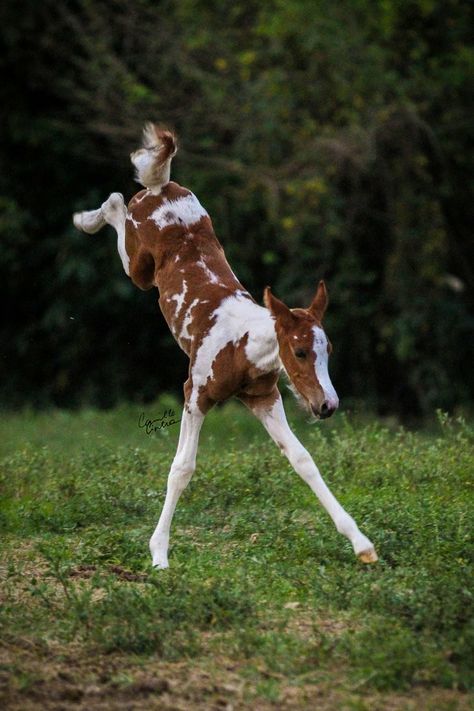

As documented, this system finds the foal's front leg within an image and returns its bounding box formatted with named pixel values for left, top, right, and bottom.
left=150, top=408, right=204, bottom=568
left=242, top=391, right=377, bottom=563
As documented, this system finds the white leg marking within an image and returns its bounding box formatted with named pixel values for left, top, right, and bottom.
left=72, top=207, right=106, bottom=235
left=254, top=397, right=377, bottom=563
left=72, top=193, right=130, bottom=276
left=150, top=410, right=204, bottom=568
left=100, top=193, right=130, bottom=276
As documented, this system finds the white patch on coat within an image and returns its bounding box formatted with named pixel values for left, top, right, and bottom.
left=196, top=257, right=219, bottom=284
left=189, top=292, right=281, bottom=408
left=148, top=193, right=208, bottom=230
left=312, top=326, right=339, bottom=408
left=171, top=279, right=188, bottom=318
left=178, top=298, right=200, bottom=341
left=127, top=212, right=140, bottom=228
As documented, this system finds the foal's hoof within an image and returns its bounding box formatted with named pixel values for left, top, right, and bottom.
left=357, top=548, right=379, bottom=563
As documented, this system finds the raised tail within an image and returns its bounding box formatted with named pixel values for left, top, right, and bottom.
left=130, top=122, right=178, bottom=193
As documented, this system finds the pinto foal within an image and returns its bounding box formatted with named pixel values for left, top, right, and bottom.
left=73, top=124, right=377, bottom=568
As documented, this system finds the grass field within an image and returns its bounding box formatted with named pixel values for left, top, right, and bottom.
left=0, top=400, right=474, bottom=711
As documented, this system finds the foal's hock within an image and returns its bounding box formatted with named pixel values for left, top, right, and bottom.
left=73, top=124, right=377, bottom=568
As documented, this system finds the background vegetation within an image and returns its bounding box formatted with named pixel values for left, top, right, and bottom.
left=0, top=400, right=474, bottom=711
left=0, top=0, right=474, bottom=414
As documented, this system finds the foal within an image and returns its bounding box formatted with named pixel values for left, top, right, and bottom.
left=73, top=124, right=377, bottom=568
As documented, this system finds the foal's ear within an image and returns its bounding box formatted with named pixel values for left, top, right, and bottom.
left=263, top=286, right=294, bottom=327
left=308, top=279, right=329, bottom=322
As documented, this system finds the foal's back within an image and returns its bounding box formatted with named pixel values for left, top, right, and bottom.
left=125, top=182, right=251, bottom=355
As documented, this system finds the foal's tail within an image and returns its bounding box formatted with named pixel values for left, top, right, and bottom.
left=130, top=122, right=178, bottom=192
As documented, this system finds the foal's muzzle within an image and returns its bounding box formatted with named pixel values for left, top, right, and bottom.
left=311, top=402, right=337, bottom=420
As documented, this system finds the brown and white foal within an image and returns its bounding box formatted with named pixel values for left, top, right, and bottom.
left=73, top=124, right=377, bottom=568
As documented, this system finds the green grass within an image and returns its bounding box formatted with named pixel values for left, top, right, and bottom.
left=0, top=400, right=474, bottom=709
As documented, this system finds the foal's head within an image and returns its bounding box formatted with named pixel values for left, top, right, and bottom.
left=264, top=281, right=339, bottom=418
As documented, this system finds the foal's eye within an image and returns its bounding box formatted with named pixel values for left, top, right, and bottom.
left=295, top=348, right=307, bottom=358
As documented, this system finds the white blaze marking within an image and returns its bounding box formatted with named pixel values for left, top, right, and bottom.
left=148, top=193, right=207, bottom=230
left=313, top=326, right=339, bottom=407
left=189, top=292, right=280, bottom=408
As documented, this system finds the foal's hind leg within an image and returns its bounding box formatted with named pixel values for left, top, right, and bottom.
left=150, top=408, right=204, bottom=568
left=72, top=193, right=130, bottom=275
left=241, top=388, right=377, bottom=563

────────

### REQUIREMENTS:
Return the whole listing above line for line, keeping every word and number unchanged, and leave out the pictures.

### EXERCISE SOLUTION:
As documented, this system finds the foal's front leg within an image and returns its bounding box formatted with named pixel values for left, top, right, and bottom.
left=150, top=408, right=204, bottom=568
left=242, top=391, right=377, bottom=563
As documented, this system finds the white leg marking within an image and returns its bounding box formatted with named pixel values for left, top, right, and bottom.
left=72, top=207, right=106, bottom=235
left=254, top=397, right=377, bottom=563
left=72, top=193, right=130, bottom=276
left=150, top=410, right=204, bottom=568
left=100, top=193, right=130, bottom=276
As documented, this system finds the white patch on coat within an image and returns its bounding box formatted with named pixel values for left, top, right, and bottom.
left=196, top=257, right=219, bottom=284
left=189, top=292, right=281, bottom=408
left=148, top=193, right=208, bottom=230
left=312, top=326, right=339, bottom=408
left=171, top=279, right=188, bottom=318
left=178, top=298, right=200, bottom=341
left=127, top=212, right=140, bottom=228
As documented, this system finds the foal's hoof within an image and returns its bounding box formatted with named pixel values for left, top, right, and bottom.
left=357, top=548, right=379, bottom=563
As documented, this system finds the raised tail within an image and returns its bounding box formatted with named pixel values for left, top, right, and bottom.
left=130, top=122, right=178, bottom=193
As documented, this system finds the pinto foal within an image and returns its bounding box formatted with named pixel values for left, top, right, and bottom.
left=73, top=124, right=377, bottom=568
As documented, this system finds the grass field within an image and returns its bounding box formatted with named pixel values for left, top, right, and bottom.
left=0, top=400, right=474, bottom=711
As documented, this system finds the foal's hock within an image and returns its bounding box formatted with named pixel values for left, top, right, and bottom.
left=73, top=124, right=377, bottom=568
As documented, this system finds the background vegetation within an image and returns its bounding box formatted with named pixel values for left, top, right, and bottom.
left=0, top=400, right=474, bottom=711
left=0, top=0, right=474, bottom=414
As documented, this system finds the foal within an image and returns its bounding box formatted with named pixel values for left, top, right, and bottom.
left=73, top=124, right=377, bottom=568
As documented, this system finds the foal's ear within an image and returns its bounding box formatted with named pixel values for left, top, right, and bottom.
left=263, top=286, right=294, bottom=327
left=308, top=279, right=329, bottom=322
As documented, this system finds the foal's back within an image and returns its bounding box formatted with named pixel values for left, top, right, and bottom.
left=125, top=182, right=251, bottom=355
As documented, this system finds the foal's tail within an image and returns its bounding box formatted with named pixel values for left, top, right, and bottom.
left=130, top=122, right=178, bottom=192
As documented, this system finds the foal's muzzle within an image and returns its bounding box formatted with named pixel values for left, top, right, and bottom.
left=311, top=402, right=337, bottom=420
As documented, this system finds the brown and white foal within an image and returns its bounding box formatted with named pixel values for left, top, right, and bottom.
left=73, top=124, right=377, bottom=568
As documented, this system finds the green grass within an image and returns its bounding box formatted with named pixel values for left, top, right, and bottom.
left=0, top=400, right=474, bottom=709
As documented, this system finds the foal's head within an image and returns its bounding box formatted with named pixel values for left, top, right, and bottom.
left=264, top=281, right=339, bottom=418
As documented, this system finds the foal's eye within an image and returns its bounding box formatted with named pixel values for left, top, right, and bottom.
left=295, top=348, right=307, bottom=358
As documented, this system finds the white blaze marking within an image and returns its bounding box formatted with named pixel values for left, top, right, and bottom.
left=148, top=193, right=207, bottom=230
left=313, top=326, right=339, bottom=407
left=189, top=292, right=280, bottom=408
As documented, this system finds the foal's hind leg within an image and returns its bounding box formatted with named pixel values for left, top, right, and bottom.
left=150, top=408, right=204, bottom=568
left=72, top=193, right=130, bottom=275
left=241, top=388, right=377, bottom=563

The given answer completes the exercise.